§ Page excerpt
Saturday, June 12, 2010

Lost opportunity? Part One

In the history of male homosexualities, the contemporary "gay" form is unique.

Male-with-male sex has taken the following forms:

1. initiatory sex between older and younger men, time limited, rule-bound, publicly institutionalized, with the express purpose of promoting the ideals of manhood espoused by the society. Ancient Greece is the most well-known example, along with the samurai, although some societies in Melanesia practice ritual sodomy as part of a larger set of initiation ceremonies and ordeals.



2. situational sex between men in all-male institutions: prisons, the military, monasteries, schools, etc. Although actual bonding can take place here, most of the participants would likely be involved with women, were they available.

§ Set task 1
In the blog post, which examples are named for initiatory sex between older and younger men?
§ Set task 2
Shorten the paragraph of the blog post that begins "2. situational sex between men" to a single brief sentence that keeps its main facts.
§ Set task 3
Carry on writing the blog post from its last sentence.
The entries have nothing to do with the blog post.

[Region labeling entries]
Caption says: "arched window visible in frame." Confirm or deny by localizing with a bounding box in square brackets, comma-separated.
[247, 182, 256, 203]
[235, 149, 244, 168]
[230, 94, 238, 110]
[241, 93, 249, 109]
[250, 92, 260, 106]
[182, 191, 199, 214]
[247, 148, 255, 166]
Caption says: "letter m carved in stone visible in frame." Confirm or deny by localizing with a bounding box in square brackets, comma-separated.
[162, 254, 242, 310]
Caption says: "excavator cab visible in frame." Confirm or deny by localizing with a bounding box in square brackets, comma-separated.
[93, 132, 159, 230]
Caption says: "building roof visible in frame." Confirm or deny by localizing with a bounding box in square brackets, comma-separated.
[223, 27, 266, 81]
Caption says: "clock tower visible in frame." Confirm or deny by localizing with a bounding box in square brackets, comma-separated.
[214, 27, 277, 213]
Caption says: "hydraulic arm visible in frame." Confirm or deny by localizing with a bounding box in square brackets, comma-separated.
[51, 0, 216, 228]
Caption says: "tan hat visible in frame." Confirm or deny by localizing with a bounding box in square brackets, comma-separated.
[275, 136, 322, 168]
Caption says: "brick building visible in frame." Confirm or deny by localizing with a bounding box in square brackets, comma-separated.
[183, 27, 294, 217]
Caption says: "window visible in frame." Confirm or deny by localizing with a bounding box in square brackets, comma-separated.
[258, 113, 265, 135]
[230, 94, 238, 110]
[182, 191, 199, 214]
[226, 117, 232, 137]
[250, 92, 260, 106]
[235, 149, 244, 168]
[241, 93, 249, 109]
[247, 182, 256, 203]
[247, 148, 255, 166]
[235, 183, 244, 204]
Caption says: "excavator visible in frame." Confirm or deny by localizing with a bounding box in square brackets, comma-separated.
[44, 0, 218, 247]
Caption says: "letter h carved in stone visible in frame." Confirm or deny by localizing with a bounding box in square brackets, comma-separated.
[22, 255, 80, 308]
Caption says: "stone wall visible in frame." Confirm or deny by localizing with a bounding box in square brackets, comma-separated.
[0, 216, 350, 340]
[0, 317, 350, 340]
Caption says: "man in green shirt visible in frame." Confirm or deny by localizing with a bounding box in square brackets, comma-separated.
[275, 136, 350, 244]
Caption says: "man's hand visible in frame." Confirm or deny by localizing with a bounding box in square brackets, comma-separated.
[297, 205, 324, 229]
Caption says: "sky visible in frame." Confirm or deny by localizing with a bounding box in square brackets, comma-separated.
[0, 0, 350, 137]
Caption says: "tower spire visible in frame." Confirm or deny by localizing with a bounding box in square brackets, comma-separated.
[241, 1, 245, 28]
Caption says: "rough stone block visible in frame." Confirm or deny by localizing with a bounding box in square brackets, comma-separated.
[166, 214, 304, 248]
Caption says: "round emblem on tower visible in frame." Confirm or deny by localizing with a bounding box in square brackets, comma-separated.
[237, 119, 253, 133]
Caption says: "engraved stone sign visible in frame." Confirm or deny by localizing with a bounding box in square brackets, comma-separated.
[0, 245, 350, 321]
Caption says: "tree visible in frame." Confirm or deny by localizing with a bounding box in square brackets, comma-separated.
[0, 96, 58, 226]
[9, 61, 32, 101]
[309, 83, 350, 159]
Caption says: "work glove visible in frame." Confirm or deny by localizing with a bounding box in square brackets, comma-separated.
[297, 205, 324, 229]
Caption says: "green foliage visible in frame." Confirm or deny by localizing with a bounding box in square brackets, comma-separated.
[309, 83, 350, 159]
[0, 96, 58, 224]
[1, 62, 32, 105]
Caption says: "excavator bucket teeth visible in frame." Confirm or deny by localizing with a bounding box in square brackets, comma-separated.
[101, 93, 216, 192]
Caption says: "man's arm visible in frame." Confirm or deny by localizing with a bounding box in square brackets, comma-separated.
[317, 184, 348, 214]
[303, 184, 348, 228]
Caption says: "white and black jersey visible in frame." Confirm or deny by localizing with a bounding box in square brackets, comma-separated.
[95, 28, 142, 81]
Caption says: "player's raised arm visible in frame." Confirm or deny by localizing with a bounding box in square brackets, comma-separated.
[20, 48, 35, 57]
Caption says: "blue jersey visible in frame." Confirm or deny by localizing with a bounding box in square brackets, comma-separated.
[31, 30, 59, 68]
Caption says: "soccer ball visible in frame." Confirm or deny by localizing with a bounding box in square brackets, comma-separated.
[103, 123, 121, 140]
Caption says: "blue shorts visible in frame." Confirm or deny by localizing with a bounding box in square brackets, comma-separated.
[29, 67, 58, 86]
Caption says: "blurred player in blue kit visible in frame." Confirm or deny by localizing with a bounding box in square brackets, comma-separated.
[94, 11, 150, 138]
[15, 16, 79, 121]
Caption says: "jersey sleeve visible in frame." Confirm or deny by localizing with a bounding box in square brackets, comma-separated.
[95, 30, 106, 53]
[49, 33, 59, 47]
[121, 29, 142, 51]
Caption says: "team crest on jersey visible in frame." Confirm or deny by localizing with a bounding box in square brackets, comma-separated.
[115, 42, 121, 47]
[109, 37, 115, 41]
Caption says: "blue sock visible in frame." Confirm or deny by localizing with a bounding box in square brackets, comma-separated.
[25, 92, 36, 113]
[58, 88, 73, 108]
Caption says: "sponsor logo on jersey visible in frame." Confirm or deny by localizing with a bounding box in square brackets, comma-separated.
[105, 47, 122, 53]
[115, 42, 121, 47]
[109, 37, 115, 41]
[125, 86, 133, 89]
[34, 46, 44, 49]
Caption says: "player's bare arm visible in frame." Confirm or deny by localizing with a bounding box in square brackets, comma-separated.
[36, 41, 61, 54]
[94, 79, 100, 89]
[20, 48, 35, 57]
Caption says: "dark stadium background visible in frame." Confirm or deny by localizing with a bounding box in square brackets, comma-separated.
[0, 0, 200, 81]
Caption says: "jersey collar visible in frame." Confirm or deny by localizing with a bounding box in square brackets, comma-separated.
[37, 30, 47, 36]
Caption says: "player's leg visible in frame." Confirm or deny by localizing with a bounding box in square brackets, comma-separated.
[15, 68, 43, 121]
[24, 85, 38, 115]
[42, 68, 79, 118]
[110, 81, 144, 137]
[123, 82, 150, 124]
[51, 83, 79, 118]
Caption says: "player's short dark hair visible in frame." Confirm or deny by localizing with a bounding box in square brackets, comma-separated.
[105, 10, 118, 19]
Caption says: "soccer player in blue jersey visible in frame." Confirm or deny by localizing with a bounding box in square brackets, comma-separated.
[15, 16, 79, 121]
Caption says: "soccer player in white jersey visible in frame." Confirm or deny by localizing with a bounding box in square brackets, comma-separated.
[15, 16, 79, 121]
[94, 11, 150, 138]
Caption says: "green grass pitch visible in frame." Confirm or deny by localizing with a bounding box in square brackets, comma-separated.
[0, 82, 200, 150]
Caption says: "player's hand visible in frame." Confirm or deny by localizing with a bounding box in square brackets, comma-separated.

§ Task answer 1
Ancient Greece, the samurai, and some societies in Melanesia.

§ Task answer 2
Situational sex happens between men in all-male institutions such as prisons, the military, monasteries and schools, where some real bonding can occur, though most participants would likely be with women if women were available.

§ Task answer 3
3. transvestic sex. This is probably the most common version, world-wide and historically. It is a format which reflects or even mimics the male-female paradigm, in that it brings together dominant insertor males with submissive receptor males. Very often the power dynamic is expressed in age, social rank or class differences, or in pronounced styles of masculine/feminine presentation but the role of top and bottom is usually quite rigid, at least in public presentation. Examples are the pre-Stonewall "rough trade" and "queens" and the contemporary Latino "machos" and "locas"; I would include the AmerIndian "berdache" here as well. Typically the bottom is seen as feminized and therefore inferior, while the top can often maintain his social status and masculine honor because, regardless of the object, he is exercising the male role as phallic insertor.



4. gayness. Here we have adult males who lay claim, at least by implication, to adult male status and who also define themselves non-pathologically by "sexual orientation", a decisive or exclusive erotic interest in other adult males, and create publicly visible communities of like-minded men.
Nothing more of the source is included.